[Problem to solve]
Quote, word for word, the line containing "Target: person standing on sidewalk" and all lines that follow it to the end of the records, with no pictures.
:: Extracted entries
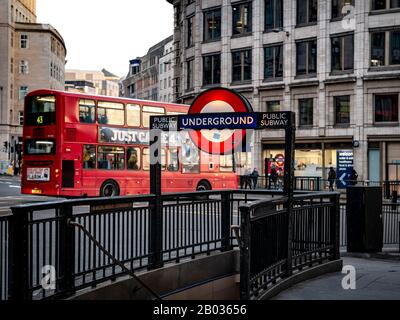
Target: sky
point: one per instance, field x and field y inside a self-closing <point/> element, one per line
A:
<point x="107" y="34"/>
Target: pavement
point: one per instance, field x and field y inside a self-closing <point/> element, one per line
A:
<point x="10" y="194"/>
<point x="376" y="279"/>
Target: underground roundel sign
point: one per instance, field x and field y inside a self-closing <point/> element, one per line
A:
<point x="219" y="100"/>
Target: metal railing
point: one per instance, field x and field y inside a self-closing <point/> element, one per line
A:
<point x="135" y="230"/>
<point x="4" y="226"/>
<point x="191" y="224"/>
<point x="275" y="244"/>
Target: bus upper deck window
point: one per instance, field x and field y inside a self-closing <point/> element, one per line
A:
<point x="133" y="115"/>
<point x="86" y="111"/>
<point x="151" y="111"/>
<point x="110" y="113"/>
<point x="40" y="111"/>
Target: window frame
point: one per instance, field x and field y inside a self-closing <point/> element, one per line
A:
<point x="306" y="125"/>
<point x="308" y="22"/>
<point x="275" y="16"/>
<point x="394" y="94"/>
<point x="241" y="6"/>
<point x="273" y="47"/>
<point x="342" y="46"/>
<point x="336" y="103"/>
<point x="307" y="72"/>
<point x="213" y="69"/>
<point x="205" y="27"/>
<point x="242" y="65"/>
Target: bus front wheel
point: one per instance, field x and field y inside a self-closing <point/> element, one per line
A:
<point x="109" y="189"/>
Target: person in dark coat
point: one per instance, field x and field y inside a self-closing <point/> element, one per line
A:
<point x="331" y="178"/>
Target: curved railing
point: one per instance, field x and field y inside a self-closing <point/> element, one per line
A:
<point x="276" y="243"/>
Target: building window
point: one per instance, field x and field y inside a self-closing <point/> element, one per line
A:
<point x="387" y="108"/>
<point x="24" y="41"/>
<point x="23" y="91"/>
<point x="306" y="112"/>
<point x="273" y="106"/>
<point x="342" y="109"/>
<point x="273" y="15"/>
<point x="212" y="25"/>
<point x="21" y="118"/>
<point x="338" y="7"/>
<point x="273" y="62"/>
<point x="306" y="57"/>
<point x="342" y="53"/>
<point x="241" y="16"/>
<point x="23" y="67"/>
<point x="212" y="69"/>
<point x="241" y="66"/>
<point x="190" y="29"/>
<point x="382" y="42"/>
<point x="384" y="4"/>
<point x="307" y="11"/>
<point x="394" y="47"/>
<point x="189" y="74"/>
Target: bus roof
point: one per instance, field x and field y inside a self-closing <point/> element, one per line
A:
<point x="99" y="97"/>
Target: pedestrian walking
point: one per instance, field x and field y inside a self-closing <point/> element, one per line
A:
<point x="273" y="176"/>
<point x="331" y="178"/>
<point x="254" y="177"/>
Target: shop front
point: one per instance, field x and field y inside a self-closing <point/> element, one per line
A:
<point x="312" y="159"/>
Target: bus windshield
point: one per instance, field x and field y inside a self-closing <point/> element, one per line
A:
<point x="41" y="111"/>
<point x="39" y="146"/>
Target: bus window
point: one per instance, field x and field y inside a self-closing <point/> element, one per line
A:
<point x="86" y="111"/>
<point x="190" y="157"/>
<point x="133" y="115"/>
<point x="37" y="147"/>
<point x="40" y="111"/>
<point x="226" y="163"/>
<point x="111" y="158"/>
<point x="89" y="157"/>
<point x="173" y="160"/>
<point x="150" y="111"/>
<point x="146" y="159"/>
<point x="110" y="113"/>
<point x="133" y="156"/>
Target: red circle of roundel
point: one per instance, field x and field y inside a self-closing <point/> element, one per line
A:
<point x="239" y="104"/>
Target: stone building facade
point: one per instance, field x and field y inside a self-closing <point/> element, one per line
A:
<point x="94" y="82"/>
<point x="336" y="63"/>
<point x="143" y="80"/>
<point x="32" y="56"/>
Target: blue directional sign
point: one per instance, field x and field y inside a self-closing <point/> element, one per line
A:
<point x="246" y="120"/>
<point x="344" y="166"/>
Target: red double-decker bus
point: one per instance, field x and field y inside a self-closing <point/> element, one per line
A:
<point x="83" y="145"/>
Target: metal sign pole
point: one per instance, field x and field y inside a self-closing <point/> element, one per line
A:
<point x="156" y="230"/>
<point x="290" y="138"/>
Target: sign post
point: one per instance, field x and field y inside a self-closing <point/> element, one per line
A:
<point x="218" y="109"/>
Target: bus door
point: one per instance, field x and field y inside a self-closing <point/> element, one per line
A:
<point x="70" y="168"/>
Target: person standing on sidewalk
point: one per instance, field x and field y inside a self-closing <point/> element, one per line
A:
<point x="331" y="178"/>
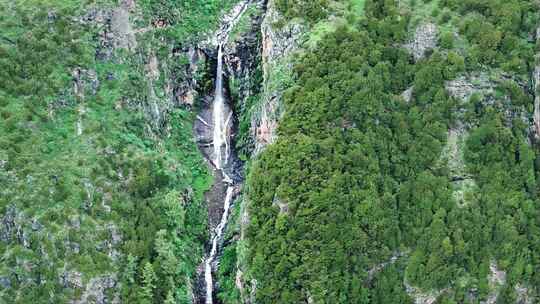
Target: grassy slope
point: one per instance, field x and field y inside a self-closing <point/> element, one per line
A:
<point x="121" y="176"/>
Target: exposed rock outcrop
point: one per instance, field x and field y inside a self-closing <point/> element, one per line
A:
<point x="277" y="44"/>
<point x="497" y="279"/>
<point x="422" y="297"/>
<point x="536" y="90"/>
<point x="465" y="86"/>
<point x="425" y="39"/>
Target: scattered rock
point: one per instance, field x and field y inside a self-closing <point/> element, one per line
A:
<point x="421" y="297"/>
<point x="71" y="279"/>
<point x="465" y="86"/>
<point x="407" y="94"/>
<point x="425" y="39"/>
<point x="95" y="291"/>
<point x="522" y="294"/>
<point x="283" y="207"/>
<point x="497" y="279"/>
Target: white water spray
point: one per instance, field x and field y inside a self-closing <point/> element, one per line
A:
<point x="221" y="123"/>
<point x="215" y="240"/>
<point x="222" y="116"/>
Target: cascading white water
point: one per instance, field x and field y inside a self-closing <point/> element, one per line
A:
<point x="222" y="117"/>
<point x="215" y="240"/>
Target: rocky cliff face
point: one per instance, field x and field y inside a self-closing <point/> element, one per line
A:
<point x="278" y="42"/>
<point x="535" y="87"/>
::::
[Exercise solution]
Target: person standing on sidewalk
point: one per instance, field x and field y inside a self-closing <point/> element, one per line
A:
<point x="331" y="178"/>
Target: grassy slope
point: one per instance, field x and field y inside a self-closing <point/> element, one per line
A:
<point x="121" y="176"/>
Target: exposed rock outcrop
point: one per instance, field x and field y inside a self-closing <point/> element, one per line
A:
<point x="277" y="44"/>
<point x="497" y="279"/>
<point x="422" y="297"/>
<point x="536" y="90"/>
<point x="465" y="86"/>
<point x="425" y="39"/>
Target: scattered rock
point: one per instance, field x and field y inside a self-closing <point/> element, one per line
A:
<point x="421" y="297"/>
<point x="71" y="279"/>
<point x="465" y="86"/>
<point x="407" y="94"/>
<point x="425" y="39"/>
<point x="95" y="291"/>
<point x="522" y="294"/>
<point x="283" y="207"/>
<point x="497" y="279"/>
Target: white water spray
point: one per instance, field x and field y inside a self-closing <point/> element, one per line
A:
<point x="221" y="123"/>
<point x="215" y="240"/>
<point x="222" y="116"/>
Target: cascading white water
point: one per instance, field x and field y inside a self-closing <point/> element, one per line
A:
<point x="222" y="117"/>
<point x="215" y="240"/>
Target: rocky cliff face
point: one per instance, field x and field y inside a self-closing <point/> element, one per line
A:
<point x="278" y="42"/>
<point x="535" y="87"/>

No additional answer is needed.